▸ **WORK ITEM**
Where does the word "below" show up in the records? Copy every line that has it.

[Start of section]

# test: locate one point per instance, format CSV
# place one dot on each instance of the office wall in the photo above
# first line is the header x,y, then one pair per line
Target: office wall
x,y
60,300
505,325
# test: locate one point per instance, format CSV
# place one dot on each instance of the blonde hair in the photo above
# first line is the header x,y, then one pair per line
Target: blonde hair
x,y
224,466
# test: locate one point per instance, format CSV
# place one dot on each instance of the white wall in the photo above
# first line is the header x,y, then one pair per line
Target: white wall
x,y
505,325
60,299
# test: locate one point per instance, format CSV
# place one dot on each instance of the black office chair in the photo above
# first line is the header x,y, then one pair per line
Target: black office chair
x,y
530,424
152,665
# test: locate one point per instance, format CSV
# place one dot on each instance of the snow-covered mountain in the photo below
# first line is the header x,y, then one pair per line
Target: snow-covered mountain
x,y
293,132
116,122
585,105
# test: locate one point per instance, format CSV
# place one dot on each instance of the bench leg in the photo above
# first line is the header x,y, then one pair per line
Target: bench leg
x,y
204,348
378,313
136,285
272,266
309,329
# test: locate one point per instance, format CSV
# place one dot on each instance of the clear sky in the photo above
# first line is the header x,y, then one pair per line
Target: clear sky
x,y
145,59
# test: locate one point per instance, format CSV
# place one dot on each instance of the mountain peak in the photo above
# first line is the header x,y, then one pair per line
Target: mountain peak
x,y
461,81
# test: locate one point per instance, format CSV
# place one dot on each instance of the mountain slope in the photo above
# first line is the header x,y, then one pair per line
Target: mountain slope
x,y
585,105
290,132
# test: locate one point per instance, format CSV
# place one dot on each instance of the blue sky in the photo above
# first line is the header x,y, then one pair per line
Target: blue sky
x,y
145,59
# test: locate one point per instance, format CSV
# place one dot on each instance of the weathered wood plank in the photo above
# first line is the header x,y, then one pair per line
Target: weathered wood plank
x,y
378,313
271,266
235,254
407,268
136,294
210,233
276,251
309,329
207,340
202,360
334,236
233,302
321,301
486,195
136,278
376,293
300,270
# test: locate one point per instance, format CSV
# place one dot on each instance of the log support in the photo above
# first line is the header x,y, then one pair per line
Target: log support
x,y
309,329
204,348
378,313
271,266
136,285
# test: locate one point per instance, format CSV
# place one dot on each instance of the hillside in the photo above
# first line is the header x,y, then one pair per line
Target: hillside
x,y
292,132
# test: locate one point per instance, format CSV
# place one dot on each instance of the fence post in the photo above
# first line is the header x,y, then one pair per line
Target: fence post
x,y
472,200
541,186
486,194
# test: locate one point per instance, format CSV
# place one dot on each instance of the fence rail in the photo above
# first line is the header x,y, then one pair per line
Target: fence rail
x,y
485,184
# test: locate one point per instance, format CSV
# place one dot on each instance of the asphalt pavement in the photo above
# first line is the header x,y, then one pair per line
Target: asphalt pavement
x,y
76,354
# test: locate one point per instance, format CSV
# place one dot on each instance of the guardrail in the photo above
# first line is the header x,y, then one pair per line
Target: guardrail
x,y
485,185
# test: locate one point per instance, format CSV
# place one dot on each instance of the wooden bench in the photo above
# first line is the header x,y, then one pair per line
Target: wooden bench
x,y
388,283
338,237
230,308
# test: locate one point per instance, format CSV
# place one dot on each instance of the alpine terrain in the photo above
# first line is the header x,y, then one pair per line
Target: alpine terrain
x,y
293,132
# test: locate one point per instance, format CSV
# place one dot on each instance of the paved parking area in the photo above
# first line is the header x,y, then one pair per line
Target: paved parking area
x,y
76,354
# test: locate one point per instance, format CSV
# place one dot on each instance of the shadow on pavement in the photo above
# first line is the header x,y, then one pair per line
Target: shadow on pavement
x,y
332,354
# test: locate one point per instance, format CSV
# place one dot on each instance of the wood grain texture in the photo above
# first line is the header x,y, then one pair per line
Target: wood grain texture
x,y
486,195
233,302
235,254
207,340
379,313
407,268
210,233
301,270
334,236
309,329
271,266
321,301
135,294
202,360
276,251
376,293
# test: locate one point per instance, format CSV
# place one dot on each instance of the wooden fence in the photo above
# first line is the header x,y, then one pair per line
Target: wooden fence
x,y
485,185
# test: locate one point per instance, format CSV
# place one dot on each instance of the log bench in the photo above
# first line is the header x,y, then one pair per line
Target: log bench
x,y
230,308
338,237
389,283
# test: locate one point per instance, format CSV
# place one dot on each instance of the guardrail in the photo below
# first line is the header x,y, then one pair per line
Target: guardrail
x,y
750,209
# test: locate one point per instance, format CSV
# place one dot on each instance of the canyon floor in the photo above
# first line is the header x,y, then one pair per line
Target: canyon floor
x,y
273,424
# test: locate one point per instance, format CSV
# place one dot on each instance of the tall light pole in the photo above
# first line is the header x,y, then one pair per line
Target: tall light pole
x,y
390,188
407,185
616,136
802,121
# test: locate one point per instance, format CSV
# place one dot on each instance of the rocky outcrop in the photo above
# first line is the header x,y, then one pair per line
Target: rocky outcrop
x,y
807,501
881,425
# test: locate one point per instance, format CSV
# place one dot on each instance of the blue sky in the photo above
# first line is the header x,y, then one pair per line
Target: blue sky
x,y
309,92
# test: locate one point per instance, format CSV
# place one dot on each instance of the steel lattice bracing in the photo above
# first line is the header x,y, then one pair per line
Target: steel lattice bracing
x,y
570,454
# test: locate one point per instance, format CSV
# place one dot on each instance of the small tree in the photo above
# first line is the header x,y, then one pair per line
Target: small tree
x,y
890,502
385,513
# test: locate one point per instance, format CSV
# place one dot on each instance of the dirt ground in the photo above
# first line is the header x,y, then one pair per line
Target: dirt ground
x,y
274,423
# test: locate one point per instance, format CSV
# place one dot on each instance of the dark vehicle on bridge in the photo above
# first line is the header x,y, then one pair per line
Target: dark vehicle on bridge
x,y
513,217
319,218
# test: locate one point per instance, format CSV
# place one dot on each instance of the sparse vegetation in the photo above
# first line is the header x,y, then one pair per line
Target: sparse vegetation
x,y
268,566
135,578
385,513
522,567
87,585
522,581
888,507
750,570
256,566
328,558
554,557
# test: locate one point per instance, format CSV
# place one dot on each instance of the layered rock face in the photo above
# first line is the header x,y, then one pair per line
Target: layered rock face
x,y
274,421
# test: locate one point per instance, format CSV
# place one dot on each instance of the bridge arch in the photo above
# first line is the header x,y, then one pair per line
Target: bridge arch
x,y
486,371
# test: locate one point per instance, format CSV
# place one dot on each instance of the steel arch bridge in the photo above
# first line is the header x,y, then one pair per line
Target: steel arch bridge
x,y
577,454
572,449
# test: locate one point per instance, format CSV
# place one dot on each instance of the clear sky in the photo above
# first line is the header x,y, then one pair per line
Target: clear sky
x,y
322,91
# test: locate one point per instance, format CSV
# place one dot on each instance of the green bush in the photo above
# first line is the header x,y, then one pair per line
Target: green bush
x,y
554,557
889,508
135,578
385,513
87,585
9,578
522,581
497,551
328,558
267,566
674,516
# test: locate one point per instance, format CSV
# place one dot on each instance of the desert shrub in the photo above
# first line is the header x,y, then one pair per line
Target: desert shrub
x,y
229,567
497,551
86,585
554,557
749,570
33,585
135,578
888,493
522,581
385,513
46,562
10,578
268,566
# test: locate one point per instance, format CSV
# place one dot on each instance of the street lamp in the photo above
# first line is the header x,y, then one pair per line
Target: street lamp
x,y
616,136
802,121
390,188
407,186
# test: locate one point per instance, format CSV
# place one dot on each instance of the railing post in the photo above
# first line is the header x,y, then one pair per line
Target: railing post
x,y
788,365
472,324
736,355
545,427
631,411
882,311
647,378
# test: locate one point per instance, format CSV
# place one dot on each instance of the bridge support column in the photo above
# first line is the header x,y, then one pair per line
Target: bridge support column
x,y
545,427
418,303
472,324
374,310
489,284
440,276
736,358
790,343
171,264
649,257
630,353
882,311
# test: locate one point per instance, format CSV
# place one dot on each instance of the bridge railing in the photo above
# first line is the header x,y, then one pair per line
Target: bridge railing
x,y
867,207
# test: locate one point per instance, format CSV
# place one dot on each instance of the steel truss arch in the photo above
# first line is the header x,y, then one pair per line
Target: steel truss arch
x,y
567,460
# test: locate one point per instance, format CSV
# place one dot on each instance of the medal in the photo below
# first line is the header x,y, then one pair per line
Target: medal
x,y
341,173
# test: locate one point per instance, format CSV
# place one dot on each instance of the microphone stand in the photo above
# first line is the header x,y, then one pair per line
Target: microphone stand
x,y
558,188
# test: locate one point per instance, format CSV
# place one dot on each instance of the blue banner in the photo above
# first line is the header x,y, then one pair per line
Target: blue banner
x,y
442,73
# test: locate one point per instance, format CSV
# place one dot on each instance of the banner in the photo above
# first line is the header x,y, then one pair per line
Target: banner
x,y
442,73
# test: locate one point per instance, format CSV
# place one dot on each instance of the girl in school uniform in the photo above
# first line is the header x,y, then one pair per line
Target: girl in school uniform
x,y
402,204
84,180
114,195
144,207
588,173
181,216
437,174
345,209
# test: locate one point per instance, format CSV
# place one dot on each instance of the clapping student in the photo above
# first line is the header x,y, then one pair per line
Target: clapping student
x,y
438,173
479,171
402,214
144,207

[End of section]

▸ **ANSWER TO THE EXERCISE**
# place one dot on each instance of the snow-covered mountain in the photo below
# place one dot on each instance of the guardrail in the photo below
# place one dot on each instance of the medal in the photo below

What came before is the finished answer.